Activity: The entries below are to be repeated verbatim, in full.

Records provided:
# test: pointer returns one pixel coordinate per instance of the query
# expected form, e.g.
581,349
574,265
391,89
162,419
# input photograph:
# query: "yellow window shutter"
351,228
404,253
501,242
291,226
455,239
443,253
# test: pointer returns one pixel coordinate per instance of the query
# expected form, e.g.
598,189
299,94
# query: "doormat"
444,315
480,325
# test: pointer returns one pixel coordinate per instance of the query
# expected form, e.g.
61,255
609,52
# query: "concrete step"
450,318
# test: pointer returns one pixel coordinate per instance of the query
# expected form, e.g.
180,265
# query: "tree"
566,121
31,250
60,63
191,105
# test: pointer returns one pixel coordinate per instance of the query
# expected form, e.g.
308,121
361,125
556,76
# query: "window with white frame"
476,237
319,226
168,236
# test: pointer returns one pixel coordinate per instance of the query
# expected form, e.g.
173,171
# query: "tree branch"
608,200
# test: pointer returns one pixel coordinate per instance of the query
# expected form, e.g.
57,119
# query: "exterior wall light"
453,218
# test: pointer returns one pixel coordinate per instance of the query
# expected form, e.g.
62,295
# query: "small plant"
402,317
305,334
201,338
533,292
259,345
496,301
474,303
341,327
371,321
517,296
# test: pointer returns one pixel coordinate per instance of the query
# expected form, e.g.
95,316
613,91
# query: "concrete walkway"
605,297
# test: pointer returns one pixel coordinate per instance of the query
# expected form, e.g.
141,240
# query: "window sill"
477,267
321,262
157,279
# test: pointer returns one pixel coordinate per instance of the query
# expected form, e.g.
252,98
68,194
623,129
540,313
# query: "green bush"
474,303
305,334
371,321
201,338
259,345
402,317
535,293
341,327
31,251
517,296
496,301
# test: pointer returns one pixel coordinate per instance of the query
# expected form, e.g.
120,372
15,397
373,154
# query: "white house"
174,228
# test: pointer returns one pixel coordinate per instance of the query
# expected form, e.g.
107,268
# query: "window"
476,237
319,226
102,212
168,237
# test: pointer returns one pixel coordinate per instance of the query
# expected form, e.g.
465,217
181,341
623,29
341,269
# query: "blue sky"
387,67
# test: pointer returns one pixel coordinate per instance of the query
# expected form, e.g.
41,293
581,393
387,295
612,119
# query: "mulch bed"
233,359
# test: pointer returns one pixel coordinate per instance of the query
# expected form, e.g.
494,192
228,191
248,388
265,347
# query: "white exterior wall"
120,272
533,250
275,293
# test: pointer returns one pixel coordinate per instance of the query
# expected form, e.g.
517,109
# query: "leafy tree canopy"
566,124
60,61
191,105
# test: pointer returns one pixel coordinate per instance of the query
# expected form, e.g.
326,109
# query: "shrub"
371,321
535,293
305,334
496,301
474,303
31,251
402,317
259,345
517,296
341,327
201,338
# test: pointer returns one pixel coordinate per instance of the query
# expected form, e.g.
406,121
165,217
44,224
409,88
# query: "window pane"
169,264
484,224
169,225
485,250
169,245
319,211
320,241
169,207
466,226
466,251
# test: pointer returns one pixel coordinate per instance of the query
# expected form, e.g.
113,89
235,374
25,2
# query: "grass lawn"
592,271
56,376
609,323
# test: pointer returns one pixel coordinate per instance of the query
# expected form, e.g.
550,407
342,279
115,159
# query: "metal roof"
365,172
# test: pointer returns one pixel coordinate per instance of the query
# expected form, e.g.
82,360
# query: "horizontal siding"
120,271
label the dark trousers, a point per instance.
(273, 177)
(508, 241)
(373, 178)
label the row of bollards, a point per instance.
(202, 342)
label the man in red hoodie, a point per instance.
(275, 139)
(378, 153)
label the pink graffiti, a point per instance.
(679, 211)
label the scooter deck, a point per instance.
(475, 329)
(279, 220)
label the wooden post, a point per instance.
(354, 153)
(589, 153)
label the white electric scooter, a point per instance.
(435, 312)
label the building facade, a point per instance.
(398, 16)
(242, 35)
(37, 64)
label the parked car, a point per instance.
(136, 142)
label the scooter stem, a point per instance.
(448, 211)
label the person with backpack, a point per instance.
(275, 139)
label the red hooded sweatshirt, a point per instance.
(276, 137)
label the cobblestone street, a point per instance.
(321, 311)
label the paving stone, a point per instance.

Response for this exercise:
# test: pointer returns one pixel coordinate per instance of the query
# expected form, e.g.
581,349
574,265
391,89
162,419
# input photograph:
# query: "yellow window shutter"
351,228
404,253
501,242
291,226
455,239
443,253
# test: pointer returns one pixel coordinate per instance of the query
# expected form, e.g.
598,189
299,94
# query: "doormat"
444,315
480,325
# test: pointer returns one pixel coordinate per instance of the query
# expected form, e.g.
61,255
609,52
# query: "concrete step"
450,318
# test: pointer returns one pixel coordinate per instance of the query
# expected form, e.g.
180,265
# query: "tree"
566,121
31,250
60,63
191,105
# test: pointer returns one pixel coordinate per instance of the query
# expected form, e.g.
308,121
361,125
556,76
# query: "window with white frame"
476,237
319,226
168,236
# test: pointer returns one pixel coordinate per instance of the query
# expected form, e.g.
173,171
# query: "tree branch"
608,200
# test: pointer returns one pixel coordinate per instance of the query
# expected form, e.g.
57,119
# query: "exterior wall light"
453,218
# test: pointer returns one pixel coordinate per instance of the query
# expected form, e.g.
62,295
# query: "small plant"
402,317
305,334
201,338
533,292
259,345
496,301
474,303
341,327
371,321
517,296
# test: pointer returns one pixel coordinate per instance of the query
# expected form, e.g.
95,316
613,91
# query: "concrete walkway"
605,297
# test: pointer returns one pixel coordinate per instance of the query
# expected form, e.g.
141,240
# query: "window sill"
477,267
321,262
157,279
# test: pointer returns one pixel coordinate per instance of the query
# expected form, e.g.
252,98
68,194
623,129
540,313
# query: "green bush"
474,303
305,334
371,321
201,338
259,345
402,317
535,293
341,327
31,251
517,296
496,301
# test: pointer returns one pixel coordinate per instance of the query
# expected form, e.g.
120,372
15,397
373,154
# query: "white house"
174,228
# test: pointer returns one pixel coordinate per instance of the query
# expected form, e.g.
107,268
# query: "window"
476,237
319,226
102,212
168,237
# test: pointer returns one pixel coordinate per instance of the query
# expected form, e.g.
465,217
181,341
623,29
341,269
# query: "blue sky"
387,67
# test: pointer returns one pixel coordinate per instance of the query
# expected form, e.g.
41,293
581,393
387,295
612,119
# query: "mulch bed"
233,359
# test: pointer returns one pixel coordinate per instance of the query
# expected form, e.g.
494,192
228,191
248,388
265,347
# query: "white exterior wall"
120,272
533,250
275,293
# test: pointer returns one pixel coordinate per instance of the query
# expected form, e.g.
517,109
# query: "leafy tree canopy"
566,124
60,61
191,105
# test: pointer returns one pixel coordinate per instance of the query
# expected form, e.g.
326,109
# query: "shrub"
371,321
535,293
305,334
496,301
474,303
31,251
402,317
259,345
517,296
341,327
201,338
# test: pointer returns one pixel coordinate per instance of the query
# expected form, e.g.
406,121
165,217
44,224
409,88
# query: "window pane"
169,264
484,224
169,225
485,250
169,245
319,211
320,241
169,207
466,226
466,251
# test: pointer returns one pixel coordinate per instance of the query
# expected form, e.g.
113,89
235,374
25,2
# query: "grass lawn"
592,271
56,376
609,323
# test: pointer returns one pixel coordinate per instance of the query
# expected form, e.g.
550,407
342,279
115,159
# query: "metal roof"
365,172
# test: pointer returns one pixel coordinate per instance of the query
# expected form, e.g.
82,360
# query: "horizontal siding"
120,271
label the dark trousers, a point per instance.
(273, 177)
(508, 241)
(373, 178)
label the row of bollards, a point per instance.
(202, 342)
label the man in red hoodie, a point per instance.
(275, 139)
(378, 153)
label the pink graffiti, a point per instance.
(679, 211)
label the scooter deck, a point per instance.
(475, 329)
(279, 220)
label the wooden post, a point per instance.
(354, 153)
(589, 153)
label the white electric scooter, a point per instance.
(435, 312)
label the building facade, a point per instance.
(398, 16)
(242, 35)
(37, 64)
label the parked car, a point per instance.
(136, 142)
label the scooter stem, a point per instance.
(448, 211)
label the person with backpack, a point per instance.
(275, 139)
label the red hooded sweatshirt, a point per instance.
(276, 137)
label the cobblestone street, a point per instance.
(321, 311)
label the paving stone, a point per instance.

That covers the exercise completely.